Text to read:
########

Fraud experts Chris Swecker and Joe Pendleton discussed strategies for detecting and preventing fraud at a recent event in Toronto on Best Practices in Government Fraud Detection hosted by SAS Institute Inc.
Chris Swecker, former assistant director of the FBI and head of corporate security at Bank of America Corp., focused on why and how government agencies can become “the predator in instead of the prey.”
“Rather than sit back and wait to be attacked, it’s much better to go on the offensive,” said Swecker, currently an independent consultant at Swecker Enterprises.
One offensive strategy government agencies can take is to consolidate their databases, he suggested. Contrary to what you see on television, there is no one database out there that stores every piece of information, he said.
“These law enforcement shows, they’ll say, ‘Go check the computer’ and some super analyst runs off and checks the computer and runs back with all the information they need … that doesn’t exist,” he said.
Another strategy is having a good case management system with electronic handoffs that prioritize the most important cases instead of simply taking the next case out of a cue, he noted.
“One of the things I struggled with at the Bank and at the FBI was prioritization,” he said. When you don’t have enough resources to get the job done, you need to have a system that will prioritize your cases for you, he pointed out.
The most powerful strategy, according to Swecker, is business analytics software. “To me … the crown jewel of a comprehensive strategy is powerful analytics,” he said.
One challenge that makes it difficult for the public and private sector alike to connect the dots is a silod environment that is “patchwork quilt of technology,” according to Swecker, who attributed part of the problem to how technology came into play.
“In the bank, we had about 200 databases, we had dozens of applications and all this fraud detection was running in silos,” he said.
Drained resources and high thresholds are other challenges to fighting financial fraud, noted Swecker. Post-911, law enforcement had to divert many of their resources from criminal investigations over to terrorism, he said.

########

Exercise description: Carry on the article about Chris Swecker's fraud-prevention talk from the point where it stops.

Provided data:
########

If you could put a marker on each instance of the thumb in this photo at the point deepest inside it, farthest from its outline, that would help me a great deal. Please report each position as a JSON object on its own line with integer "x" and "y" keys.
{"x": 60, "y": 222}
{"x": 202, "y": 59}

########

Task output:
Exceptions aside, investigators in the U.S. cannot begin an investigation unless the investigative threshold hits between one half to one million dollars, he explained. Meanwhile, local jurisdictions cannot pick up the cases that are multi-jurisdictional, which is usually the case for Internet crimes. There is a good chance that fraud under $500,000 will not get prosecuted and the criminals know that, he said.
What needs to happen is the first-line investigators, such as the government benefit programs, have to assume a greater burden, make the links, connect the dots, aggregate the losses and reach the point where law enforcement can justify taking the investigation, he suggested.
The Internet has created organized criminal networks that represent a greater threat to government programs than one-off crimes, according to Swecker, but organizations are still addressing fraud by putting up a force field and trying to detect fraudulent behaviour one incident at a time. “There’s a better way to go about it,” he said.
Government programs in the U.S. see anywhere between 3 to 15 per cent fraud and healthcare fraud in particular contributes to some of the greatest losses, according to Swecker. The worst case scenarios occur when criminal proceeds find their way into the terrorist funding stream, he noted.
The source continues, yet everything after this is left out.